(Your goal): Write what comes next in the comment thread below about Cobourg's municipal affairs, starting after its last sentence.

(Text shown):
• • • • • • •
It was probably not the intention of Mr Davey’s Department to let the cat out of the Bag
about the Successful Tax Appeals by First Pro and its Tenants and the Huge refunds the Town had to kick back in a year such as this . Bad News all around

MiriamM
Reply to  Sandpiper
28 September 2020 10:01 am

In regular reports to Council, such things as tax appeals and adjustments are listed and identified. Cobourg is not the only Ontario municipality facing large tax appeals by big corporations. The tax burden only gets shifted to the rest of us, and possibly small businesses and the residential sector.

Frenchy
Reply to  MiriamM
28 September 2020 10:04 am

Thank you Captain Obvious.

The tax burden only gets shifted to the rest of us, and possibly (?) small businesses and the residential sector.

Without “small businesses and the residential sector”, who is there to shoulder the burden?

Last edited 21 days ago by Frenchy
Ken Strauss
Reply to  Frenchy
28 September 2020 11:08 am

We can shift the burden off small businesses and the residential sector by reducing spending.

Wally Keeler
Reply to  Frenchy
28 September 2020 2:37 pm

Captain Obvious? Who is that? Another pseudonym?

ben
25 September 2020 8:22 pm

I will not reply to each reply to my post but will reiterate there are protocols to be observed by all participants in the Municipal process.

In this case a coordinator in charge of a portfolio has publicly and pointedly castigated, not disciplined, the people in her portfolio. And in public!
• • • • • • •
(Stored data entries)

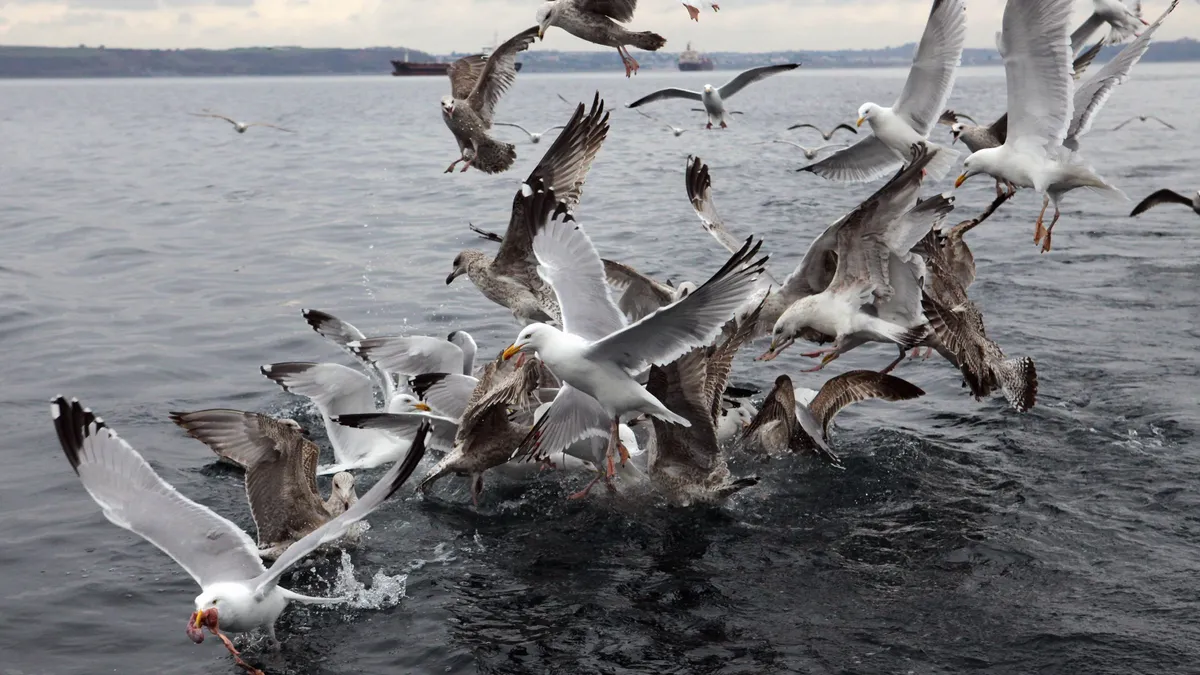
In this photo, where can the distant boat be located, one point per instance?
(693, 60)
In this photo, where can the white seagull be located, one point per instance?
(237, 592)
(714, 97)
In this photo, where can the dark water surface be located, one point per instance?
(153, 261)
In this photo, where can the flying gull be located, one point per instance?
(534, 137)
(714, 97)
(237, 592)
(597, 353)
(825, 135)
(510, 279)
(912, 117)
(240, 126)
(785, 424)
(475, 88)
(281, 472)
(599, 22)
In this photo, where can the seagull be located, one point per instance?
(673, 129)
(1167, 197)
(1143, 118)
(510, 279)
(597, 353)
(825, 135)
(785, 424)
(912, 117)
(687, 463)
(534, 137)
(598, 22)
(694, 11)
(237, 592)
(1122, 18)
(281, 473)
(1037, 63)
(336, 389)
(477, 84)
(240, 126)
(810, 153)
(714, 97)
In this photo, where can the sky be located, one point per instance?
(465, 25)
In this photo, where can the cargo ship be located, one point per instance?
(693, 60)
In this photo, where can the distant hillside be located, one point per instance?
(99, 61)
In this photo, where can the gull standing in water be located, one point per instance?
(510, 279)
(237, 592)
(597, 354)
(598, 22)
(714, 97)
(916, 112)
(281, 473)
(475, 88)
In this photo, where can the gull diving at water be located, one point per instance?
(475, 88)
(237, 592)
(714, 97)
(281, 472)
(240, 126)
(599, 22)
(895, 130)
(534, 136)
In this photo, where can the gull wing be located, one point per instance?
(749, 77)
(336, 529)
(1037, 69)
(499, 72)
(132, 496)
(931, 77)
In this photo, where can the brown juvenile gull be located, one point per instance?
(281, 473)
(916, 111)
(825, 135)
(475, 88)
(237, 592)
(785, 424)
(510, 279)
(712, 96)
(598, 22)
(687, 463)
(240, 126)
(597, 353)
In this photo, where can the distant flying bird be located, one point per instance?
(714, 97)
(240, 126)
(694, 11)
(811, 153)
(1167, 197)
(1143, 118)
(675, 130)
(828, 135)
(534, 137)
(598, 22)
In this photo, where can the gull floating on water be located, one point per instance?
(599, 22)
(916, 111)
(714, 97)
(240, 126)
(511, 279)
(475, 88)
(785, 424)
(281, 473)
(237, 592)
(597, 353)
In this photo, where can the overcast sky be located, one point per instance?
(465, 25)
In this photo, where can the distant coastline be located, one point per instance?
(99, 61)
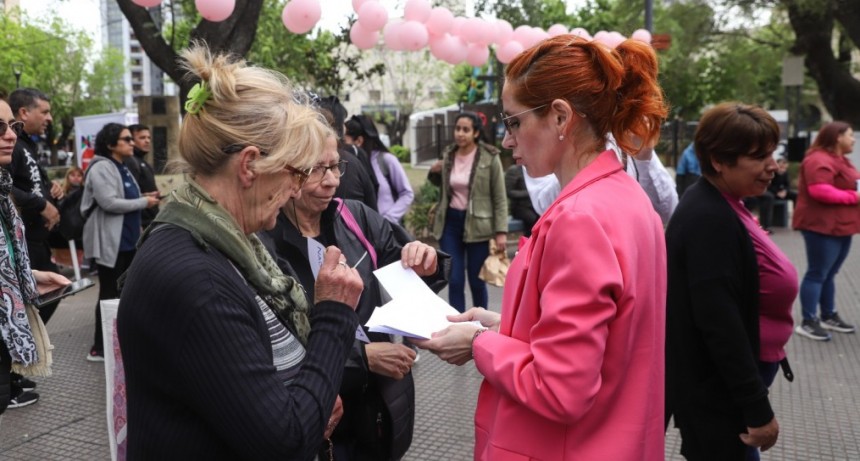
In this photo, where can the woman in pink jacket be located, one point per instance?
(573, 367)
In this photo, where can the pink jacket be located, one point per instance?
(576, 371)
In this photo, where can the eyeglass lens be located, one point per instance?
(14, 126)
(318, 172)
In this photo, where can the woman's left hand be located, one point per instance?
(47, 281)
(334, 419)
(420, 257)
(453, 344)
(501, 242)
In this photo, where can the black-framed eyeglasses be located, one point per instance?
(15, 126)
(301, 176)
(512, 123)
(317, 173)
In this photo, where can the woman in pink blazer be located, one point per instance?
(574, 365)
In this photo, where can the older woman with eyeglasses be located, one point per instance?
(111, 204)
(377, 391)
(573, 366)
(225, 357)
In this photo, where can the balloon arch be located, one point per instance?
(451, 39)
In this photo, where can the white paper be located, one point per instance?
(316, 253)
(414, 310)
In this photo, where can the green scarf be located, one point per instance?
(193, 209)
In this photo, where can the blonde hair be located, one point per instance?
(249, 106)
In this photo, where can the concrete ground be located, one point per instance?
(817, 413)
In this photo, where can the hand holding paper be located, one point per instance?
(414, 311)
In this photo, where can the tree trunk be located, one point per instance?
(235, 35)
(813, 28)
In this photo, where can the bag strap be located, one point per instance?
(352, 225)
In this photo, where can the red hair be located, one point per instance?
(616, 90)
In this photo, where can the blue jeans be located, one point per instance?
(768, 371)
(466, 260)
(824, 256)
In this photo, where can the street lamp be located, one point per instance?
(17, 69)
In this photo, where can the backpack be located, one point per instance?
(72, 221)
(386, 173)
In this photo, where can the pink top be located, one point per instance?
(576, 371)
(827, 195)
(459, 180)
(777, 288)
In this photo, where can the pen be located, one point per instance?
(360, 260)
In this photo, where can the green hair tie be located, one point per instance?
(197, 97)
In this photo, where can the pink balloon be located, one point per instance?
(556, 30)
(300, 16)
(373, 15)
(215, 10)
(439, 21)
(536, 35)
(509, 51)
(414, 35)
(146, 3)
(363, 38)
(504, 32)
(642, 35)
(417, 10)
(580, 32)
(601, 37)
(471, 31)
(477, 55)
(457, 26)
(392, 36)
(522, 34)
(486, 32)
(614, 39)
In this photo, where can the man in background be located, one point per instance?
(36, 198)
(142, 171)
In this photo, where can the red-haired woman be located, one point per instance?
(827, 216)
(573, 366)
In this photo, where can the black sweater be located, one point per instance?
(198, 361)
(712, 342)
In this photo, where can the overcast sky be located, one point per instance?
(86, 15)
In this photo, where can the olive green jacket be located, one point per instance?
(487, 211)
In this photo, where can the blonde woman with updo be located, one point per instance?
(573, 366)
(220, 359)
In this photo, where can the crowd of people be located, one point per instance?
(624, 308)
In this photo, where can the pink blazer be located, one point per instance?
(576, 371)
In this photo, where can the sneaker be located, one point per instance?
(21, 382)
(95, 356)
(23, 399)
(812, 330)
(836, 323)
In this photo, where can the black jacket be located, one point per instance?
(187, 314)
(31, 189)
(144, 174)
(712, 336)
(362, 391)
(356, 182)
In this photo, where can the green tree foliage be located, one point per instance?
(322, 61)
(59, 60)
(325, 63)
(827, 35)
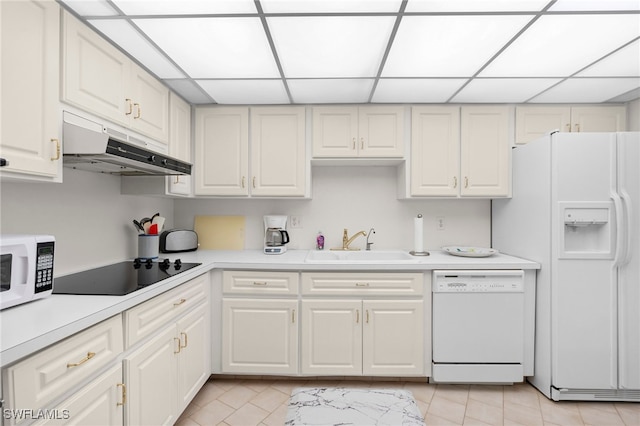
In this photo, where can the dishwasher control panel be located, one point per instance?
(478, 281)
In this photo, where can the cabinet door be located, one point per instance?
(29, 33)
(151, 380)
(533, 122)
(95, 74)
(393, 338)
(194, 360)
(179, 141)
(435, 151)
(331, 337)
(278, 151)
(335, 131)
(381, 131)
(222, 151)
(99, 403)
(598, 119)
(150, 105)
(485, 162)
(259, 336)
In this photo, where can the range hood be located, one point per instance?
(88, 145)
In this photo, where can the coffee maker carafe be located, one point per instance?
(275, 234)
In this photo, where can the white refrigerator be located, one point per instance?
(576, 210)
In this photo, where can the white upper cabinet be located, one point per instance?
(460, 151)
(535, 121)
(29, 78)
(279, 165)
(366, 131)
(100, 79)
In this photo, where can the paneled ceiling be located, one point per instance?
(379, 51)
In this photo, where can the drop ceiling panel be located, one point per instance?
(588, 90)
(503, 90)
(214, 47)
(421, 90)
(325, 47)
(245, 91)
(448, 46)
(330, 90)
(561, 45)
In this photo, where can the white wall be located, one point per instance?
(356, 198)
(91, 221)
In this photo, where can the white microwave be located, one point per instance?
(26, 268)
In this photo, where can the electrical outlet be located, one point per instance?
(295, 222)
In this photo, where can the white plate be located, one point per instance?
(470, 251)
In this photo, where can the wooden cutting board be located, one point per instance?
(220, 232)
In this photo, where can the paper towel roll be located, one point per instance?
(418, 234)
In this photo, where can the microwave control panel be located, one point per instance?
(44, 267)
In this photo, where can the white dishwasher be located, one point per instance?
(478, 326)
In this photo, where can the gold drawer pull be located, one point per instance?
(82, 361)
(124, 394)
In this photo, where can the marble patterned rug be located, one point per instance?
(352, 406)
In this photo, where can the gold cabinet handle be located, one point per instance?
(82, 361)
(124, 394)
(57, 142)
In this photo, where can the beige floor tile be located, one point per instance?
(247, 415)
(486, 413)
(237, 396)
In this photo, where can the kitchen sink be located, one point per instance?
(382, 256)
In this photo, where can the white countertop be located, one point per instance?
(28, 328)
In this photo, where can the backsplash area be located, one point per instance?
(91, 221)
(357, 198)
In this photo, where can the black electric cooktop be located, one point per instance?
(120, 278)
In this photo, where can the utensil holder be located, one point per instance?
(148, 246)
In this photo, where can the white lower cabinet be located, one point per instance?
(363, 337)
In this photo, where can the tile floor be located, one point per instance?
(263, 401)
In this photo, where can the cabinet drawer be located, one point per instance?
(48, 374)
(248, 282)
(358, 284)
(149, 316)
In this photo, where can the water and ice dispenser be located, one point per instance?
(588, 231)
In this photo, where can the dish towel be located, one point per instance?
(352, 406)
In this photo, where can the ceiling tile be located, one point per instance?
(448, 46)
(560, 45)
(328, 47)
(129, 39)
(594, 90)
(245, 91)
(475, 5)
(185, 7)
(594, 5)
(420, 90)
(503, 90)
(330, 6)
(330, 90)
(189, 91)
(623, 63)
(214, 47)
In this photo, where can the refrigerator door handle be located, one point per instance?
(620, 247)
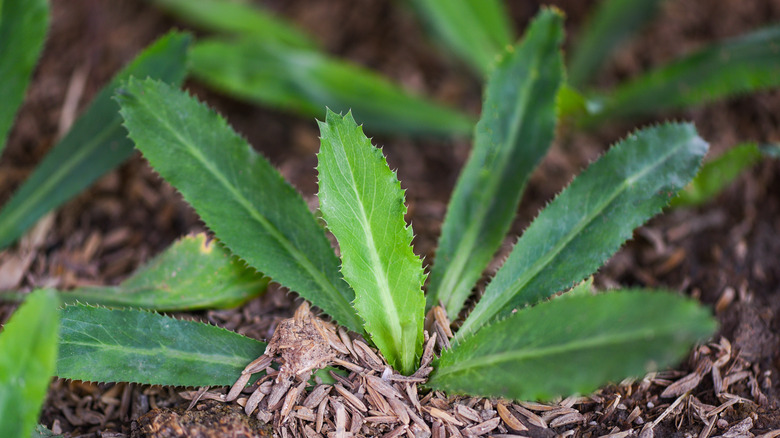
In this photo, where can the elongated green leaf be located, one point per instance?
(716, 174)
(230, 16)
(306, 81)
(476, 30)
(28, 344)
(611, 24)
(104, 345)
(573, 345)
(748, 63)
(23, 27)
(513, 134)
(362, 202)
(588, 221)
(95, 144)
(237, 193)
(191, 274)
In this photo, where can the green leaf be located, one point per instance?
(573, 345)
(476, 30)
(611, 24)
(587, 222)
(237, 193)
(230, 16)
(104, 345)
(94, 145)
(191, 274)
(513, 134)
(363, 204)
(306, 81)
(748, 63)
(28, 344)
(23, 27)
(716, 174)
(42, 431)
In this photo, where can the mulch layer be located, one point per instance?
(724, 253)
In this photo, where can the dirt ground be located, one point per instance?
(724, 253)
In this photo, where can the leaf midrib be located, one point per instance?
(574, 345)
(502, 298)
(454, 276)
(303, 261)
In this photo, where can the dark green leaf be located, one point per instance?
(235, 17)
(104, 345)
(191, 274)
(306, 81)
(748, 63)
(237, 193)
(587, 222)
(476, 30)
(611, 24)
(716, 174)
(362, 202)
(513, 134)
(573, 345)
(28, 344)
(23, 27)
(95, 144)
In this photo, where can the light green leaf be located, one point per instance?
(237, 193)
(573, 345)
(306, 81)
(611, 24)
(94, 145)
(104, 345)
(191, 274)
(42, 431)
(476, 30)
(23, 26)
(587, 222)
(716, 174)
(231, 16)
(747, 63)
(513, 134)
(28, 344)
(362, 202)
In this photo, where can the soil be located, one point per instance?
(724, 253)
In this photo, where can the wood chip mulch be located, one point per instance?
(721, 397)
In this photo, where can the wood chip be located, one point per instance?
(350, 398)
(482, 428)
(442, 415)
(510, 419)
(316, 396)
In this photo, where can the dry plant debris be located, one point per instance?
(721, 397)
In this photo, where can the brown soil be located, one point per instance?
(724, 253)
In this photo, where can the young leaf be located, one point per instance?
(588, 221)
(513, 134)
(306, 81)
(476, 30)
(94, 145)
(23, 27)
(237, 193)
(191, 274)
(716, 174)
(28, 344)
(611, 24)
(363, 204)
(747, 63)
(573, 345)
(103, 345)
(230, 16)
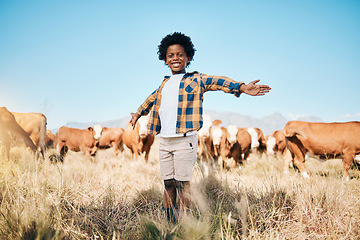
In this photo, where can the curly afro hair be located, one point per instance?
(176, 38)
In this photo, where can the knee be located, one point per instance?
(181, 185)
(169, 184)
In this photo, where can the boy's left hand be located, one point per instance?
(253, 89)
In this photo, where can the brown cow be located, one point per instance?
(205, 135)
(325, 140)
(276, 145)
(258, 142)
(8, 125)
(34, 125)
(50, 139)
(112, 137)
(238, 148)
(137, 140)
(85, 140)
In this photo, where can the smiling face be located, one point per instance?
(176, 59)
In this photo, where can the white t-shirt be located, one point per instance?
(169, 106)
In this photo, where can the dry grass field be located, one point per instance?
(116, 198)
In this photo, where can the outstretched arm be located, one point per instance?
(253, 89)
(134, 118)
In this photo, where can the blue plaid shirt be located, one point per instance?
(191, 94)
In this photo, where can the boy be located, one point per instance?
(176, 114)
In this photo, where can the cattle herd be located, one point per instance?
(216, 144)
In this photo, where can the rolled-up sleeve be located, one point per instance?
(225, 84)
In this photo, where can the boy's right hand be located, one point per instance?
(134, 118)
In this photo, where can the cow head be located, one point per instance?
(232, 132)
(254, 138)
(270, 145)
(204, 131)
(143, 122)
(97, 130)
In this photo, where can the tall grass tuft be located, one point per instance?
(119, 198)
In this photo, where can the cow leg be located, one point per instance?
(63, 151)
(298, 151)
(5, 138)
(147, 155)
(116, 149)
(348, 158)
(287, 159)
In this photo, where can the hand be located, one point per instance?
(134, 118)
(253, 89)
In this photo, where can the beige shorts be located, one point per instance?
(177, 157)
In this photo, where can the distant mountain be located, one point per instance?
(267, 124)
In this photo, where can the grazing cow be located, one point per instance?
(112, 137)
(8, 125)
(258, 142)
(327, 140)
(241, 148)
(235, 143)
(50, 140)
(85, 140)
(34, 125)
(276, 145)
(206, 151)
(137, 140)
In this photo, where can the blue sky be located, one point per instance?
(92, 60)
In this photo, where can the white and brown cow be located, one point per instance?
(138, 140)
(205, 135)
(9, 126)
(258, 142)
(50, 139)
(235, 143)
(112, 137)
(34, 125)
(240, 147)
(276, 146)
(327, 140)
(85, 140)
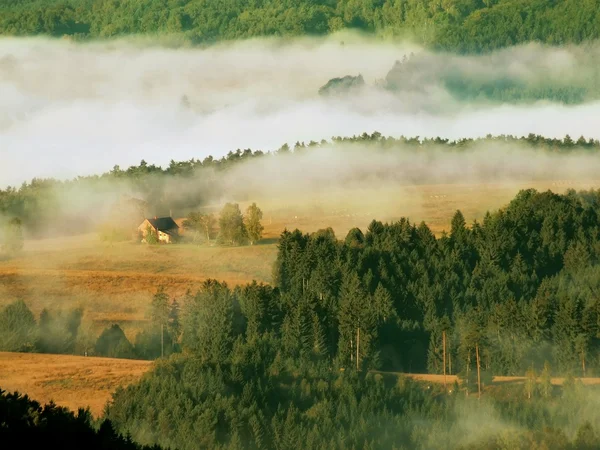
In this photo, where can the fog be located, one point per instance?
(71, 109)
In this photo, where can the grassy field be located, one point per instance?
(115, 283)
(71, 381)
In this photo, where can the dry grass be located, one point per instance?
(114, 283)
(71, 381)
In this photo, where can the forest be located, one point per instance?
(270, 366)
(457, 25)
(183, 186)
(323, 348)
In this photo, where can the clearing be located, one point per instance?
(114, 283)
(71, 381)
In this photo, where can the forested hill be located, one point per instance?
(459, 25)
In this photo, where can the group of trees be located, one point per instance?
(270, 366)
(458, 25)
(11, 237)
(42, 206)
(234, 227)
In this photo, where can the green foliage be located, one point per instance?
(114, 344)
(39, 203)
(202, 226)
(252, 223)
(208, 325)
(17, 328)
(232, 230)
(460, 25)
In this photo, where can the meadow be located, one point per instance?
(114, 282)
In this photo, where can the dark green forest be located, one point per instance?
(318, 356)
(457, 25)
(55, 206)
(315, 357)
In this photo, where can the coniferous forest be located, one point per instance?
(314, 358)
(457, 25)
(390, 336)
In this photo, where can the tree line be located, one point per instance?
(456, 25)
(314, 358)
(42, 204)
(235, 228)
(301, 360)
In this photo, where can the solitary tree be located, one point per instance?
(202, 225)
(252, 222)
(12, 239)
(231, 224)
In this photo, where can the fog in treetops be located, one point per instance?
(71, 109)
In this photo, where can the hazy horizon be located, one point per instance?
(79, 109)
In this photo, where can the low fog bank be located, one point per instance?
(76, 109)
(361, 180)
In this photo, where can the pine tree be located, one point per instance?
(252, 222)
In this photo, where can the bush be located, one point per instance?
(114, 344)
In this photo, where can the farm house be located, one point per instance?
(165, 229)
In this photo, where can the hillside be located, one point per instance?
(71, 381)
(114, 283)
(460, 25)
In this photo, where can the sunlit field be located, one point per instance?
(71, 381)
(114, 283)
• • • • • • •
(Written response):
I still maintain that there must be underlying problems in the relationship that the coordinator has with the leader of her own portfolio. If there were problems there are protocols to go through both in the Staff side and the Political side.

Unless you can convince me that the protocols were followed and failed to produce the required statements (for instance did the coordinator talk to the head of Council about it. How forcefully did she talk to Mr Davey?) to the coordinator then I stand by my statement that blame is to be held on both sides and this was an unnecessary political grandstand intended to embarrass the Staff.

In conclusion all I can say is good luck to the coordinator in getting full cooperation from now on.

Ken Strauss
Reply to  ben
25 September 2020 10:09 pm

In conclusion all I can say is good luck to the coordinator in getting full cooperation from now on.

I’m shocked that you would suggest that professionals would stoop to failing to fully cooperate. Ben, I know nothing of your work background but in my experience less than full cooperation is not compatible with continued employment. To suggest otherwise, in my opinion, is absurd. Hopefully our new CAO will agree.

Last edited 23 days ago by Ken Strauss
ben
Reply to  Ken Strauss
26 September 2020 7:30 am

Ken, there is cooperation and willing cooperation!!

Dubious
Reply to  ben
26 September 2020 12:53 pm

There is also merit pay and severance pay.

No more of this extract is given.